Repeat the listing from the line with "Would you mind indicating the rocky outcrop" to the line with "(1258, 272)", keeping every line, both ends included, and shift each point coordinate by -146. Give only those lines.
— START OF Dataset excerpts —
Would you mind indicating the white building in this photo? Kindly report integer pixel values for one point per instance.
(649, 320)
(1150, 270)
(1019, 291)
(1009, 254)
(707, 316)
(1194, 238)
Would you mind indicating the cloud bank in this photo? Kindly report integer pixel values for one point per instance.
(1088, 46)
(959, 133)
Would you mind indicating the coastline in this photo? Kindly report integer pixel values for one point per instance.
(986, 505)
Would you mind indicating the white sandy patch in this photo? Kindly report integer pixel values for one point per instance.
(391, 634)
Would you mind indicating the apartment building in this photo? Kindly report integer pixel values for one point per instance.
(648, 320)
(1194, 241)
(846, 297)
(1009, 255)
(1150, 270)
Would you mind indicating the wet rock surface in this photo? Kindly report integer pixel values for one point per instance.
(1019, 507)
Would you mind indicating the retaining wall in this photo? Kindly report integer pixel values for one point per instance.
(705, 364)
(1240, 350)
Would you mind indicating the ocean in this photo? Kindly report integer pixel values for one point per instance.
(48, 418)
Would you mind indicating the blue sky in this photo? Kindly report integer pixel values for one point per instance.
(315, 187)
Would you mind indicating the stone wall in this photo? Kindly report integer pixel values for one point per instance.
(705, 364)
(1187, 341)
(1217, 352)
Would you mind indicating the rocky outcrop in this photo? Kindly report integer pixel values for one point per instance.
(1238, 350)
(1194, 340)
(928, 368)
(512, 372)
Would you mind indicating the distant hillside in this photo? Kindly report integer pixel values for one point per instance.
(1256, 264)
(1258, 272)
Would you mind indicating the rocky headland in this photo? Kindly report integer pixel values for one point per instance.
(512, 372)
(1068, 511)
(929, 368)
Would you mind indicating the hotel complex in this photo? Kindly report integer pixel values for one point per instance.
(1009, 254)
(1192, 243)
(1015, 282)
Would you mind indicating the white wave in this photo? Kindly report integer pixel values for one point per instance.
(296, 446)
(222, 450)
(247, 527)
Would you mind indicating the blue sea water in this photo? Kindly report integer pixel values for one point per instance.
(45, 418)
— END OF Dataset excerpts —
_Task solution:_
Would you mind indicating the rocky outcrop in this photo? Kindly report integer pixel values for one point per instance.
(1092, 204)
(1048, 194)
(782, 222)
(366, 226)
Would you mind indicating the distant hillside in this photo? Kindly report integer pixel values for one point per instance.
(1110, 118)
(1112, 126)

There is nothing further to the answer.